(Stored items)
** Begin **

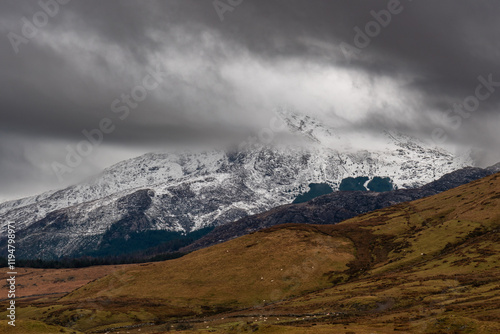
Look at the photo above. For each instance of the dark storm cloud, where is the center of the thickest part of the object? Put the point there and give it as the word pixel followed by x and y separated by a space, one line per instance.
pixel 224 77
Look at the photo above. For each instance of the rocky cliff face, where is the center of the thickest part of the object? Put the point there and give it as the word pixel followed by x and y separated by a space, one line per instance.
pixel 336 207
pixel 187 191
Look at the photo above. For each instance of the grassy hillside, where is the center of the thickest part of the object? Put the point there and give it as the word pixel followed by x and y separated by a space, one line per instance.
pixel 429 266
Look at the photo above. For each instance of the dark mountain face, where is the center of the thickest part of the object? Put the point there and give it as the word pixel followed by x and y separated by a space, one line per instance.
pixel 336 207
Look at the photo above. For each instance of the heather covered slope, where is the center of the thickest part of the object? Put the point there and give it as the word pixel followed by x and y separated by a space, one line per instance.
pixel 337 206
pixel 428 266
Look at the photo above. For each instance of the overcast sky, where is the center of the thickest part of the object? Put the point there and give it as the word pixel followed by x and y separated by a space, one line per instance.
pixel 194 72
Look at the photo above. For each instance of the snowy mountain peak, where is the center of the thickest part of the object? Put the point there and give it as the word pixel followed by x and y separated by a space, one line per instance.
pixel 186 191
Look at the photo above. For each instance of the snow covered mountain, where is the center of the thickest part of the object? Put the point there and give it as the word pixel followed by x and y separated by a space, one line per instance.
pixel 186 191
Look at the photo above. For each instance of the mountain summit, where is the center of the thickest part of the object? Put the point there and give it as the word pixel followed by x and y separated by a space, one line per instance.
pixel 187 191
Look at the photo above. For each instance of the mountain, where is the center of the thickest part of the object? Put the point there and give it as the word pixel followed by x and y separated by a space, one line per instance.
pixel 426 266
pixel 181 192
pixel 335 207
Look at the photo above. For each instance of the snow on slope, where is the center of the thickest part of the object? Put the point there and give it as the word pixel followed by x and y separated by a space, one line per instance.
pixel 189 191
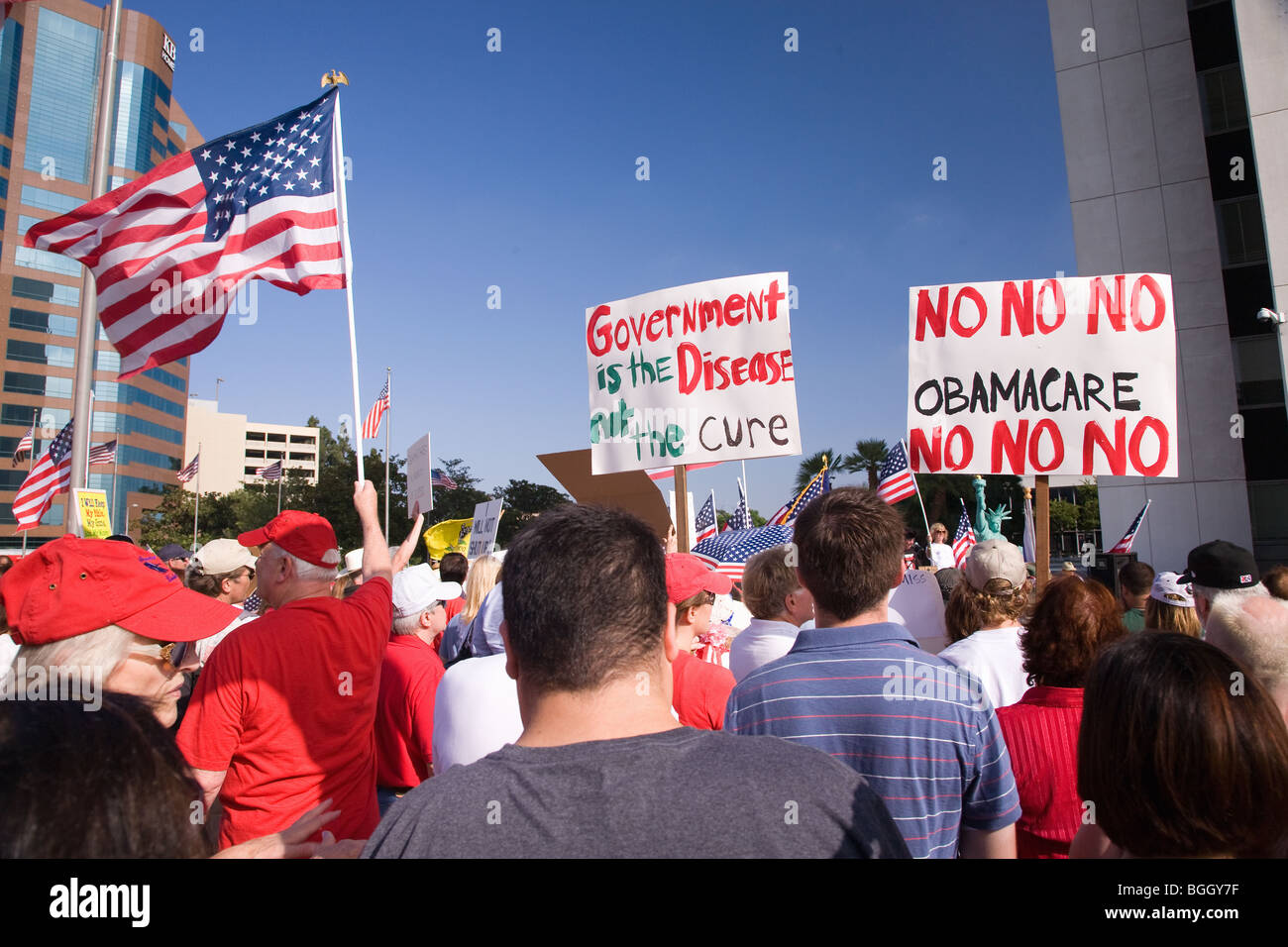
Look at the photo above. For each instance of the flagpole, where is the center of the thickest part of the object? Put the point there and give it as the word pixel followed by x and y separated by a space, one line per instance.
pixel 86 330
pixel 31 464
pixel 389 423
pixel 913 474
pixel 196 509
pixel 342 219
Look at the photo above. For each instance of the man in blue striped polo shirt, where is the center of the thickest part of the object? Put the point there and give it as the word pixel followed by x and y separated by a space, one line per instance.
pixel 859 688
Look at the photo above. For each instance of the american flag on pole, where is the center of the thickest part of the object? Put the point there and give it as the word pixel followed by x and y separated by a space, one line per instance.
pixel 964 540
pixel 50 476
pixel 191 471
pixel 103 454
pixel 787 513
pixel 1125 544
pixel 372 427
pixel 896 480
pixel 24 450
pixel 259 204
pixel 704 523
pixel 728 552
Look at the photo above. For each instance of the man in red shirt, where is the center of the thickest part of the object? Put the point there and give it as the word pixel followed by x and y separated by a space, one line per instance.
pixel 408 681
pixel 282 716
pixel 699 688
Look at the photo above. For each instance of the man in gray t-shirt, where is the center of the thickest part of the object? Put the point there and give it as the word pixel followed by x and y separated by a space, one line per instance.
pixel 601 768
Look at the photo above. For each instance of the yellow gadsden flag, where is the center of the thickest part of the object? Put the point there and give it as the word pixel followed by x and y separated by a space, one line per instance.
pixel 449 536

** End **

TASK TO COMPLETE: Copy the records verbatim, starting at the line that contains "Look at the photo above. For each instance of the rocky" and ending at the line that contains "pixel 194 72", with both of those lines included.

RESULT BELOW:
Look at the photo above. For each instance of the rocky cliff face, where is the center of the thickest part of the object? Put the point there and give it as the word pixel followed by x and y separated by a space, one line per instance.
pixel 336 207
pixel 187 191
Look at the photo above. For each instance of the grassy hillside, where is the center of the thickest part of the object? Put the point there and give it as the word pixel followed by x and y separated by a space, one line per instance.
pixel 429 266
Look at the photo above. For each instance of the dark mountain face, where is the center of the thickest part of the object? Put the point there and give it as the word pixel followed by x and y separated by a space, one line per instance.
pixel 336 207
Look at the photo above. For each instance of the heather covered slope, where is the center of the thickest part of the object? Put the point there and give it as the word pixel followed by x and y separated by a space, one line per instance.
pixel 337 206
pixel 428 266
Look at the photo above. For each instance of the overcast sky, where is the center of the thickest part of the object? Put the point there and give it as the word pixel followed by x and y separated by a space, one line per instance.
pixel 194 72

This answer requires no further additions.